■ REQUIREMENT ■
According to the Buddy Emmons biography, in what year did Emmons introduce the "split-pedal" function on the pedal steel guitar?

■ EXTRACT PROVIDED ■
*** Begin section ***
Buddy Emmons

Buddy Emmons (b. Mishawaka, January 27, 1937 - d. July 21, 2015) – Steel guitarist, guitarist, vocalist, songwriter, and composer. At age eleven, Emmons learned to play the steel guitar at South Bend’s Hawaiian Conservatory of Music, where his hero Herb Remington had also studied. After playing locally as an early to mid teenager, Emmons left high school at age sixteen to play in a band in Calumet, Illinois, and then moved on to Detroit a year later. In 1955 – when he was only eighteen, he moved to Nashville and joined the Little Jimmy Dickens Band, one of the hottest acts in country music at the time. Included in a series of instrumentals that the band recorded for RCA were Emmons’s own “Raising the Dickens” and “Buddy’s Boogie,” which both became standard tunes for the steel guitar. After the Dickens band broke up in 1956, Emmons went on to join the following Nashville acts: Ernest Tubb and the Texas Troubadors (starting in 1957) and Ray Price & the Cherokee Cowboys (starting in 1962). During those Nashville years, he also did session work with George Jones and Melba Montgomery. Accepting an invitation to play bass with Roger Miller, Emmons moved to Los Angeles in 1967. Because he was considered the greatest steel guitarist of his time, this moved opened up a new world of opportunities in popular music, as he landed session work with Judy Collins, the Carpenters, Nancy Sinatra, Gram Parsons, and John Sebastian. In 1974, Emmons returned to Nashville and over the following three decades played with such country greats as Mel Tillis, Donna Fargo, Duane Eddy, Charlie Walker, John Hartford, George Strait, Gene Watson, Ricky Skaggs, Johnny Bush, and Willie Nelson. From 1993 to 2001, he toured with the Everly Brothers. Among his many recordings are a jazz album in 1963, Buddy Sings Bob Wills (1976), and a series of CDs with Ray Pennington. A 1981 inductee of the Steel Guitar Hall of Fame, Buddy Emmons also contributed greatly to the design of the pedal steel guitar by introducing a “split-pedal” function in 1956, an improvement on Hoosier Bud Isaacs’s earlier pedal innovations.
*** End section ***
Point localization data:
*** Begin section ***
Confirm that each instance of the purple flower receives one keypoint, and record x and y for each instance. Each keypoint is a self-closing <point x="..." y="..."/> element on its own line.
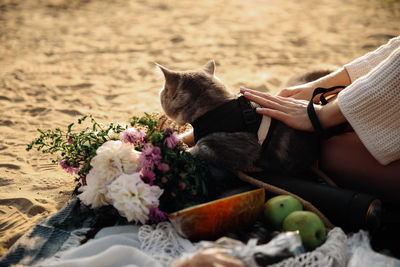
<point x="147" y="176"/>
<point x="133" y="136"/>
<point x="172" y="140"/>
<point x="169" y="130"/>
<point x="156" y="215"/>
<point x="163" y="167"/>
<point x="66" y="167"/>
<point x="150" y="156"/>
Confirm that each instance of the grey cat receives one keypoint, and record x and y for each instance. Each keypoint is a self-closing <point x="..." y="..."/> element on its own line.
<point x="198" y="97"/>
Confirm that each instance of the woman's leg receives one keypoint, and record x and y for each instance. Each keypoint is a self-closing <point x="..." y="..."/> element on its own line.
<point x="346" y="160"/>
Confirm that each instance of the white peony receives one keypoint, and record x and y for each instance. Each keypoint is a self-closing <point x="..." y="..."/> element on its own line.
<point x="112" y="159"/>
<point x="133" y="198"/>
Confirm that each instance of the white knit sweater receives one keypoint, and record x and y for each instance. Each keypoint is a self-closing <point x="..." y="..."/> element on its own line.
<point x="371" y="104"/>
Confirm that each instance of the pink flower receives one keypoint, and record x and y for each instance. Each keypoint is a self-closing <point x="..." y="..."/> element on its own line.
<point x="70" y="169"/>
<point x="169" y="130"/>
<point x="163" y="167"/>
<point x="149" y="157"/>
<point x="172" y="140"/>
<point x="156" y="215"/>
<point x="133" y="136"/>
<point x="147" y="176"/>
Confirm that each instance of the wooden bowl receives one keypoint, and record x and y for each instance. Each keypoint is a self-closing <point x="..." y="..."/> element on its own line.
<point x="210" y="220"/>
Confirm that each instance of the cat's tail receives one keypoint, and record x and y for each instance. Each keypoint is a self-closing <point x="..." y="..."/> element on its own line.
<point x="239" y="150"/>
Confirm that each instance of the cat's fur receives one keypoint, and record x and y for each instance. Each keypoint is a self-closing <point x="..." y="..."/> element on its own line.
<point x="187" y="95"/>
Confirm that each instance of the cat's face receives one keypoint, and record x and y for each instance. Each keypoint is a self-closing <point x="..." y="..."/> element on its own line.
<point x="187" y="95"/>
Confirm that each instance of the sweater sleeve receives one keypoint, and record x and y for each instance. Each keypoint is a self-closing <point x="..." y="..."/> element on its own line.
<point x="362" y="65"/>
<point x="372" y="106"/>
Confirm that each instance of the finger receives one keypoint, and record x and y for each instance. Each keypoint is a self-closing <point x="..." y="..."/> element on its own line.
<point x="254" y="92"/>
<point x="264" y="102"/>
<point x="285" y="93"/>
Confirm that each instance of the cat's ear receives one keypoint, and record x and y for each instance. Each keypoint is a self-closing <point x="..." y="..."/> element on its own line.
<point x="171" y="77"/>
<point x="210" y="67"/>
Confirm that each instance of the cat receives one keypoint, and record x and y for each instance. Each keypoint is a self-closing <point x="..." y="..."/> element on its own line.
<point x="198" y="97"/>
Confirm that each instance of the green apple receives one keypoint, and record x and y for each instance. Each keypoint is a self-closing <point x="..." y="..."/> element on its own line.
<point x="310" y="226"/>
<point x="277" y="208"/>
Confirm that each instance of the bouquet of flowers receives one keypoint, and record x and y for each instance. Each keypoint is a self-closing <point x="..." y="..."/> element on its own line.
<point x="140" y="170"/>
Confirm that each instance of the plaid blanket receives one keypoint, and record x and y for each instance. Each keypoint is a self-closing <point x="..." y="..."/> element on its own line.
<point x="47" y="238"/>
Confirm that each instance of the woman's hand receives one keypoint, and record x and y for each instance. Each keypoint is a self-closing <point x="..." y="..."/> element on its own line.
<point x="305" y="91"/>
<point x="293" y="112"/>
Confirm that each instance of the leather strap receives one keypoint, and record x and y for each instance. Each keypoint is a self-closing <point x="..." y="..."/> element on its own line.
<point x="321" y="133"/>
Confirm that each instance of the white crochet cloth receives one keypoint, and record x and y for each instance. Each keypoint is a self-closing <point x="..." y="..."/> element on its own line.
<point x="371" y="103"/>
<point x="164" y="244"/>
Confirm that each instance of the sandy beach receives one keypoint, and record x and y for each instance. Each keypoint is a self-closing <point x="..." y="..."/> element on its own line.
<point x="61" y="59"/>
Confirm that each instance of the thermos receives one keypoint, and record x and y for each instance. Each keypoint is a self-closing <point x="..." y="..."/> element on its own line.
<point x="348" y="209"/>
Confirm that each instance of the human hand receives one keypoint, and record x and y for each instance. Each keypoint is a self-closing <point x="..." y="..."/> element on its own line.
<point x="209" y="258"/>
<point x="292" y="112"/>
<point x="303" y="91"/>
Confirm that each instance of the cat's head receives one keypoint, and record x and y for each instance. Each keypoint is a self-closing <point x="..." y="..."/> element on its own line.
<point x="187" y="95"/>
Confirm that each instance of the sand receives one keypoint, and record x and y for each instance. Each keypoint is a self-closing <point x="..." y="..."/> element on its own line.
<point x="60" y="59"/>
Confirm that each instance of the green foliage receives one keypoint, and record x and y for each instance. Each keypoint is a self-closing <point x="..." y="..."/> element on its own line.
*** End section ***
■ REPLY TO THE TASK ■
He introduced it in 1956.